### Do this
Locate every line in the records below that contains the word "ceiling", matching case exactly, and copy each such line.

Point annotation dataset records:
━━━━━━

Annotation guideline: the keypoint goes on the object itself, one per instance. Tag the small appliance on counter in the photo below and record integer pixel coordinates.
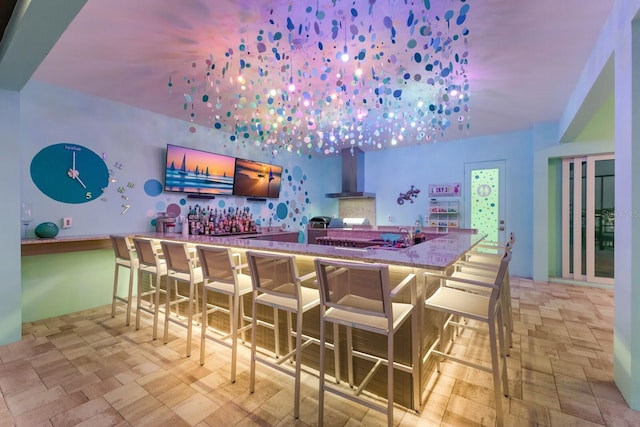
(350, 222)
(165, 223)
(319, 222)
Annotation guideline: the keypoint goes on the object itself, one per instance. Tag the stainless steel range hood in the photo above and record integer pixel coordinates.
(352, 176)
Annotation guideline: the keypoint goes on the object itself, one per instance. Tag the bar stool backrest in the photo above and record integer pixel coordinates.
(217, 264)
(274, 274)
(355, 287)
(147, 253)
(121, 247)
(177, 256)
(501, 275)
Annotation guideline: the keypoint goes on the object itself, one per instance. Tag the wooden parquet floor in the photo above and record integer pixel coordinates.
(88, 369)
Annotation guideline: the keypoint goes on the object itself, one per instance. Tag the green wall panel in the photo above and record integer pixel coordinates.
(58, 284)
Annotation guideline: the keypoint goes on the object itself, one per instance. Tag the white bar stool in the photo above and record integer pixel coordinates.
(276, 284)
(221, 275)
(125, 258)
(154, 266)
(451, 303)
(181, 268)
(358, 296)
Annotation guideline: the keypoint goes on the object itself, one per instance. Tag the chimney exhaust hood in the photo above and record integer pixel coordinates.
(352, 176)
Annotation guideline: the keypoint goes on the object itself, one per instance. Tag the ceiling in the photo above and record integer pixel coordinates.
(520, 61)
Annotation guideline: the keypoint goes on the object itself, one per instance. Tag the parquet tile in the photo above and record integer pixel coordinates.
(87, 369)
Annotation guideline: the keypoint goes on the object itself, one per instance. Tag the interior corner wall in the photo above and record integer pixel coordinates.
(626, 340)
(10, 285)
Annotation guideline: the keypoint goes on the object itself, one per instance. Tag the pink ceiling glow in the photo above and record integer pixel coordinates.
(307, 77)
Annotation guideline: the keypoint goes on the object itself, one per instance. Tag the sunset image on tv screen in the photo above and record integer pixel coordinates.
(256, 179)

━━━━━━

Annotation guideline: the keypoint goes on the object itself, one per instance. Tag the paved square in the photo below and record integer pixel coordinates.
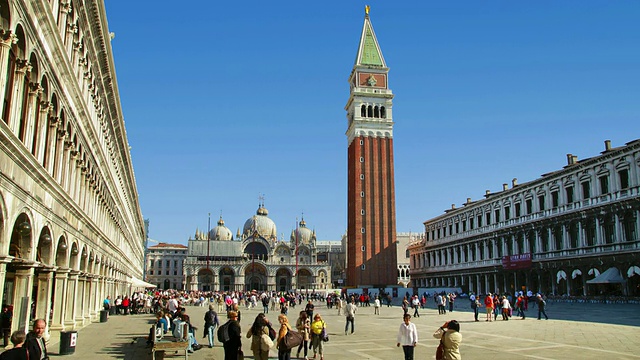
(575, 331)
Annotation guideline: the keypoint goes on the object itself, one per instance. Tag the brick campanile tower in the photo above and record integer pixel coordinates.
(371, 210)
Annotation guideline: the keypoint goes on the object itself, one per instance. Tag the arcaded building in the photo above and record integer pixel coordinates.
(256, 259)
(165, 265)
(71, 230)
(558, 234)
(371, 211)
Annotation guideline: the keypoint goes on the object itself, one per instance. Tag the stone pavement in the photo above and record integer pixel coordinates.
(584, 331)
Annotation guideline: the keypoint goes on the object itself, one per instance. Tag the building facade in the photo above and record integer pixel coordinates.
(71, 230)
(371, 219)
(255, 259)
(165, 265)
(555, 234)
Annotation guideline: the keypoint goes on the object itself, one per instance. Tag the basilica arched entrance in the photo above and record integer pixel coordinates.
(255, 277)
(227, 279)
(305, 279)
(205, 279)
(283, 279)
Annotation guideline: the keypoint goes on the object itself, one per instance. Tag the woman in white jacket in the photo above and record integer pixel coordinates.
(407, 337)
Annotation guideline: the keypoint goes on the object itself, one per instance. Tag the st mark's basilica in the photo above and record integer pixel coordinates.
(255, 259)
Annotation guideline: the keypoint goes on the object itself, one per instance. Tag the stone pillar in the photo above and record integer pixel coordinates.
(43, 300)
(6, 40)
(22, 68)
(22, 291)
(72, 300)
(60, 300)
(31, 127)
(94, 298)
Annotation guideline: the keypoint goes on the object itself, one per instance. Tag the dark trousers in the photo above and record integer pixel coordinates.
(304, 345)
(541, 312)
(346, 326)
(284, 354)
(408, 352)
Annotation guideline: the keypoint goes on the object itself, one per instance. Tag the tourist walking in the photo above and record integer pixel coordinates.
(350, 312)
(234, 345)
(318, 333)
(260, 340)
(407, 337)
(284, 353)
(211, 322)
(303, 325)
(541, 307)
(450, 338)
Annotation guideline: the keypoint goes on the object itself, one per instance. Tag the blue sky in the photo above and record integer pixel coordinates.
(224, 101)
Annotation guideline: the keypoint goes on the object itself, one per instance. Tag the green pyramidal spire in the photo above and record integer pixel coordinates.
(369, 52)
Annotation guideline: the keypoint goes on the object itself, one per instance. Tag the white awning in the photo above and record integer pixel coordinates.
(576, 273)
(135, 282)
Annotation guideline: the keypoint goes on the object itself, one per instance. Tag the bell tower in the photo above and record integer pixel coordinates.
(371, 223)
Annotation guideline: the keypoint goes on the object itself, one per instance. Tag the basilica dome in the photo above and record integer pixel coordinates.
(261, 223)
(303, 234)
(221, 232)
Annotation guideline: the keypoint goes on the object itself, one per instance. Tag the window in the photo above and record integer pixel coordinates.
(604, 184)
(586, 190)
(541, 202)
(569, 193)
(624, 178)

━━━━━━

### Full answer
Annotation guideline: the keypoint goes on the object itself, one per instance. Tag the ceiling in the photo above and record integer pixel coordinates.
Annotation guideline: the keypoint goes on the object itself, one per instance. Tag the pink ceiling glow in the photo above and record integer pixel coordinates.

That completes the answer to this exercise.